* _REQUIREMENTS_:
List each line in the rows below that contains the word "mountain".

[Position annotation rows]
BEGIN

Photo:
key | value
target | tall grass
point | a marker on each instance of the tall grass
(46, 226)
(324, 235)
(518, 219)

END
BEGIN

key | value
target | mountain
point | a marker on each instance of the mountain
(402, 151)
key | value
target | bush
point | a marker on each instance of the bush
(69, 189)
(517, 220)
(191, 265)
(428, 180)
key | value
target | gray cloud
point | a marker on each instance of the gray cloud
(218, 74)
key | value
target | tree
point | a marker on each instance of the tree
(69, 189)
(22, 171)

END

* _THE ANSWER_:
target | mountain
point | a marker on each instance of the mountain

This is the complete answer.